* _EXERCISE_:
Without the images, write out all of the following entries exactly.

* _ENTRIES SHOWN_:

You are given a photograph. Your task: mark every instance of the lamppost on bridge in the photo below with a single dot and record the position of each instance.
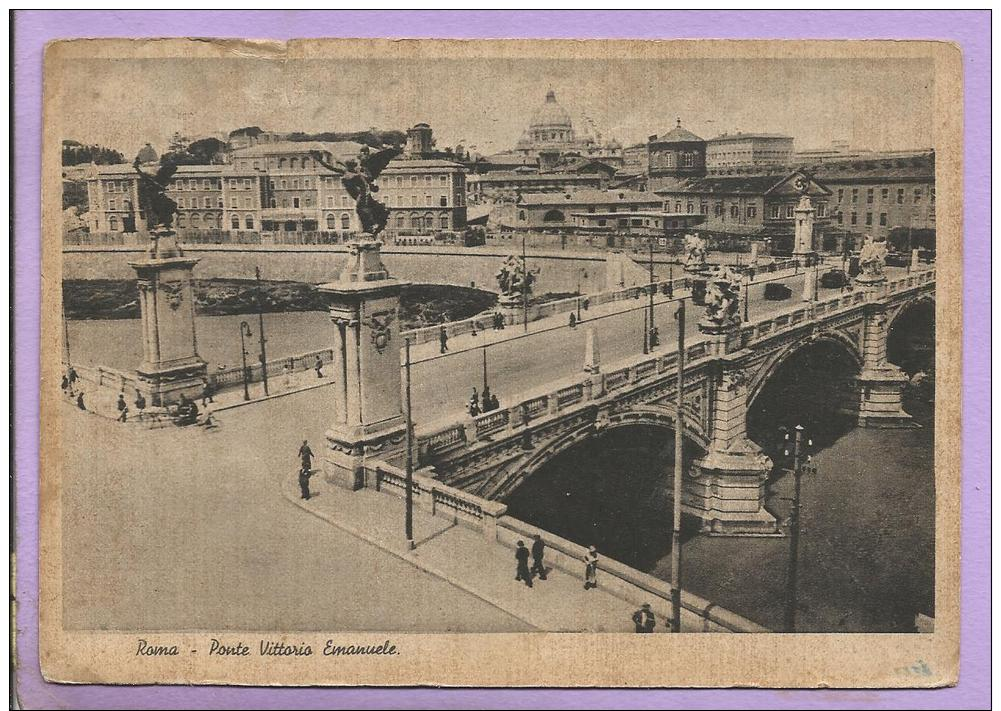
(260, 327)
(800, 466)
(244, 330)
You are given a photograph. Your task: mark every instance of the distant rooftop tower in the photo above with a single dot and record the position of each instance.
(147, 154)
(418, 141)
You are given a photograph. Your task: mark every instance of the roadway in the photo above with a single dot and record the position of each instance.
(552, 350)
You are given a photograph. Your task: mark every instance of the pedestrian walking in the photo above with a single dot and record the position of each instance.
(305, 456)
(591, 569)
(522, 556)
(538, 553)
(206, 393)
(644, 619)
(304, 475)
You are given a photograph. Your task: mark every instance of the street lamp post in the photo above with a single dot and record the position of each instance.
(801, 466)
(408, 520)
(260, 327)
(676, 529)
(652, 289)
(244, 330)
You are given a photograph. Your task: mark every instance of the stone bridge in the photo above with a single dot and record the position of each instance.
(487, 457)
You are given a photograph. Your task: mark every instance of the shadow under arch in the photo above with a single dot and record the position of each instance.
(612, 489)
(810, 383)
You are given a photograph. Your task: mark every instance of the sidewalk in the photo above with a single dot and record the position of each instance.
(463, 558)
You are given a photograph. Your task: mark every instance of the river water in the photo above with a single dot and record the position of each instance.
(117, 342)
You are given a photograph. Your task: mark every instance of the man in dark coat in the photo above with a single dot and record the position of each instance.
(644, 619)
(522, 556)
(304, 475)
(305, 456)
(538, 551)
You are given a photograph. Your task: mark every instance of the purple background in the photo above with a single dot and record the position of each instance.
(969, 29)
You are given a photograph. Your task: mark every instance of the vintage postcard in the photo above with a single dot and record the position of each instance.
(513, 363)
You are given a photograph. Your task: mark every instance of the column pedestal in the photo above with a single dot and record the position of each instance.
(727, 488)
(881, 384)
(367, 409)
(170, 366)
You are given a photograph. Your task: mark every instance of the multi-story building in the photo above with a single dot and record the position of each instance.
(549, 210)
(883, 196)
(423, 196)
(282, 187)
(679, 153)
(506, 186)
(752, 207)
(747, 152)
(207, 197)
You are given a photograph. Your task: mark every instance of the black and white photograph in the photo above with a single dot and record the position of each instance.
(437, 340)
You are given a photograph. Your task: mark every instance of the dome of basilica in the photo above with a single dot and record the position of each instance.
(551, 114)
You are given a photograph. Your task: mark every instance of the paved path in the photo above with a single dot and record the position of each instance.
(462, 557)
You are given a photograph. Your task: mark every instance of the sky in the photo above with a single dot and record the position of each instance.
(487, 103)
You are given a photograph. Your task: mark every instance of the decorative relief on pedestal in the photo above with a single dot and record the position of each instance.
(173, 290)
(379, 324)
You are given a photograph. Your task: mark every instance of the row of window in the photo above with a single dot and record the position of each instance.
(689, 159)
(854, 218)
(885, 195)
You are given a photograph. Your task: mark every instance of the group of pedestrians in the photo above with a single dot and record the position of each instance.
(524, 573)
(485, 403)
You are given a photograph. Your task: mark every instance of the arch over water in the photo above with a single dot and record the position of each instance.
(812, 383)
(501, 486)
(613, 490)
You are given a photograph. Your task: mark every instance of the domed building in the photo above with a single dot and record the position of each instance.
(552, 132)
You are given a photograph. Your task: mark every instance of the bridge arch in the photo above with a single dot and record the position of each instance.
(811, 383)
(545, 452)
(910, 334)
(613, 491)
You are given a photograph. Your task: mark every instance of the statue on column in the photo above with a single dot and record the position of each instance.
(872, 257)
(723, 306)
(695, 252)
(153, 199)
(514, 279)
(358, 178)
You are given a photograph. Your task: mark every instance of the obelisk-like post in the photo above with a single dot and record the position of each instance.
(367, 406)
(170, 364)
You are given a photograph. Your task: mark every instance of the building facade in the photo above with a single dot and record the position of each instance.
(282, 187)
(679, 153)
(883, 196)
(423, 196)
(747, 152)
(752, 207)
(553, 210)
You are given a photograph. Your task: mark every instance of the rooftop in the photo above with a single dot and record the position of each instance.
(677, 135)
(586, 197)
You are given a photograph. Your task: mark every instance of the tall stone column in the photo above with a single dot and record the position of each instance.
(170, 364)
(368, 417)
(727, 488)
(881, 384)
(804, 227)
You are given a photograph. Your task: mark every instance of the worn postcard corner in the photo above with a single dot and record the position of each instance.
(384, 363)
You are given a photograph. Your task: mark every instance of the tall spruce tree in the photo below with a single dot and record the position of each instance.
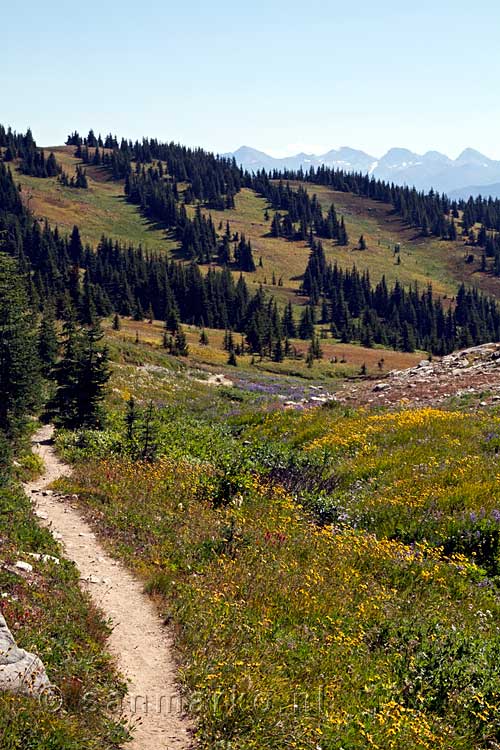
(19, 363)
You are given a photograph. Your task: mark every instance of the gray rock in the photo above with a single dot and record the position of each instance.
(21, 565)
(381, 387)
(20, 672)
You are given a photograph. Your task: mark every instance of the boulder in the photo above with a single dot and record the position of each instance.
(20, 672)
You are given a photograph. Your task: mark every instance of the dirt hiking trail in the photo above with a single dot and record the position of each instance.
(139, 641)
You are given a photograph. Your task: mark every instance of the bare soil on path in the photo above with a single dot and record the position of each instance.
(139, 641)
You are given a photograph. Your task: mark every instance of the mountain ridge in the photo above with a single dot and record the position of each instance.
(471, 173)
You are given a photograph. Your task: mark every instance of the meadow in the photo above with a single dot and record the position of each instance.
(339, 360)
(290, 552)
(100, 209)
(50, 616)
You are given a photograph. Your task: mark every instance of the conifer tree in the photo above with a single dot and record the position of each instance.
(48, 345)
(19, 364)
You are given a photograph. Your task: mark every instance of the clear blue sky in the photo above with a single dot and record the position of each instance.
(282, 76)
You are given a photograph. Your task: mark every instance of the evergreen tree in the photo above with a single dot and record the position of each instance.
(48, 345)
(19, 364)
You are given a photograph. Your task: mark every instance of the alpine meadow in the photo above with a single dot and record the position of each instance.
(249, 403)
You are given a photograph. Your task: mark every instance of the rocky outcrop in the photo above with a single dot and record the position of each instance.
(471, 373)
(20, 672)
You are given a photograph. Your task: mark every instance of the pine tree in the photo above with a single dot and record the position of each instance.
(48, 345)
(19, 364)
(81, 376)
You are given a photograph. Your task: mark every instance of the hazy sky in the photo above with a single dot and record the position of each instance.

* _RESULT FOR THIS TASK_:
You are given a photograph. Your task: mark every instance of the lamppost on bridge in the photo below with a single dot and record the position of each instance.
(260, 327)
(800, 466)
(244, 330)
You are given a photograph. Your task: mark every instance of the distant rooftop tower in the photo above with a single dot and record the position of each instance.
(147, 154)
(418, 141)
You are given a photograph. Your task: mark every instance of the roadway in the photo above with a single dot and record the position of each instance.
(552, 350)
You are given a photograph. Your task: mark every instance of the pedestrian walking in the photo above with a single dot and record the position of each instance.
(305, 456)
(591, 569)
(522, 556)
(538, 553)
(206, 393)
(644, 619)
(304, 475)
You are given a photograph. Your task: mark every instance of the street lamp post in the photo above with a single dot and record the position of each instance.
(801, 466)
(408, 520)
(260, 327)
(676, 529)
(652, 289)
(244, 330)
You are given a photograph. Your task: mark every instance of the stone bridge in the photo above with a single dot and record the position of each instance.
(487, 457)
You are given a photograph. Your task: mark every instance of the shadow under arch in the photo above with a single dot and record the position of each instance.
(612, 489)
(810, 383)
You are given a photograph. Your task: mark every instance of the sidewalk in the photo above with a single dot and record the position of each instance.
(463, 558)
You are given a photograph. Your task: mark every instance of the river water in the photo above with a single dot and record the position of each instance.
(117, 342)
You are given a photograph. Your task: mark every instance of the man in dark coat in the photo above with a single dot and record the position of each instance.
(644, 619)
(522, 556)
(304, 475)
(305, 456)
(538, 551)
You are given a photograph. Your task: mark every instance of the purple background in the photo above with a single dot and record the position of each instance.
(969, 29)
You are given a photograph. Your task: mark every instance of the vintage postcard in the photo above with a single dot and record the position of each instance.
(513, 363)
You are given a photograph. Your task: mark every instance of the column pedestal in the photo above with a single dot and record the position of each instance.
(727, 488)
(881, 384)
(367, 409)
(170, 366)
You are given a photograph. Your task: mark every instance of the multi-story building in the photo above with a single dot and record the position of each instance.
(549, 210)
(883, 196)
(423, 196)
(282, 187)
(679, 153)
(506, 186)
(752, 207)
(747, 152)
(207, 197)
You are given a photograph. Your task: mark every instance of the black and white photograph in the photo above with a single dot and record the position of each instance.
(437, 340)
You are given a photograph. Your task: mark every instance of the dome of basilica in the photo above with a single dot and record the position of each instance.
(551, 114)
You are given a photograph. Your task: mark every instance of the paved path in the photo above with a single dot and record the position of each instance.
(462, 557)
You are given a photograph. Your task: mark every instance of the sky in the photo above with a single dot and record the position of each instance.
(487, 103)
You are given a photograph. Your task: mark every instance of the decorative relief on pedestal in the photo above with a single dot and record the position of each instance.
(173, 290)
(379, 324)
You are given a photograph. Your task: mark every instance of the row of window in the photo above with a single dot and record the position of each instance.
(689, 159)
(854, 218)
(885, 195)
You are given a photograph. Your task: mark every instance of the group of pedestrians in the photo above with a single dot and record the position of each instance.
(524, 573)
(485, 403)
You are given a photograph. Your task: mark every instance of the arch over water in the photo above with a single dot and record the position of each instance.
(812, 383)
(501, 486)
(613, 490)
You are given a photograph. Your task: mark every instance of the domed building in the photo above with a single dot and record the position of each instance.
(552, 132)
You are given a photograph. Your task: mark every instance of the bridge arch in the photo above with a single dot and record the position of each instance.
(811, 383)
(545, 452)
(910, 334)
(613, 491)
You are given a photograph. Your task: mark every instance of the statue on column in the photo above with a single dot and record the position of each instance.
(872, 257)
(723, 306)
(695, 252)
(153, 199)
(514, 279)
(358, 178)
You are given a photograph. Your task: mark every instance of the obelisk-like post in the photo above with a single dot and record the position of each instance.
(367, 406)
(170, 364)
You are given a photograph. Your task: mark every instance of the building facade in the photo above with a single dot and record the position of each instance.
(282, 187)
(679, 153)
(883, 196)
(423, 196)
(747, 152)
(752, 207)
(553, 210)
You are given a photograph. Your task: mark every instance of the rooftop in the photo above with a single dot and record the position of each instance.
(677, 135)
(586, 197)
You are given a photograph. Your task: mark every instance of the tall stone column in the photo above with a single dot and record the position of each instance.
(170, 364)
(368, 417)
(727, 488)
(881, 384)
(804, 227)
You are given a photograph. Your task: mark every instance of the worn postcard corner in the photo above with a single dot and record the position of each instance.
(384, 363)
You are given a photograph. Your task: mark every instance of the tall spruce tree in the photo below with a single dot and record the position of each instance.
(19, 363)
You are given a photograph. Your task: mark every instance of the gray rock in the photo above with a single dot and record the position of each instance.
(21, 565)
(381, 387)
(20, 672)
You are given a photograph. Your task: mark every instance of the boulder in the photo above with a single dot and record the position of each instance.
(20, 672)
You are given a photograph. Your task: mark every instance of the dirt hiking trail in the photo above with a single dot and record the position of each instance.
(139, 641)
You are given a photograph. Your task: mark every instance of the bare soil on path in the photo above with a single dot and record the position of each instance.
(139, 641)
You are given a photograph. Your task: mark every instance of the mountain ridge in the photo above with a single dot and record the position of each instance.
(471, 173)
You are given a photograph. Your task: mark every instance of the meadow in the photo above with a single dot and record the position of each instance.
(339, 360)
(290, 552)
(100, 209)
(50, 616)
You are given a photograph. Your task: mark every instance of the conifer tree in the photo above with a single dot and record the position of each instance.
(48, 345)
(19, 364)
You are given a photograph. Your task: mark every instance of the clear blue sky in the photo above with a single dot and record the position of each instance.
(282, 76)
You are given a photograph. Your task: mark every instance of the evergreen tree in the photo above with a single dot and record the position of each instance.
(48, 345)
(19, 364)
You are given a photograph. Your task: mark every instance of the alpine meadow in the photo above with a single dot and record the position of each instance.
(249, 403)
You are given a photograph. Your task: mark every instance of the rocky outcrop in the photo above with a single dot and record the position of each instance.
(471, 373)
(20, 672)
You are given a photograph. Your task: mark every instance of the pine tree in the photo above with a single dot and record the position of each instance.
(48, 345)
(19, 364)
(81, 376)
You are given a photograph. Your task: mark every instance of the hazy sky in the photo above with a single dot and record the position of each instance.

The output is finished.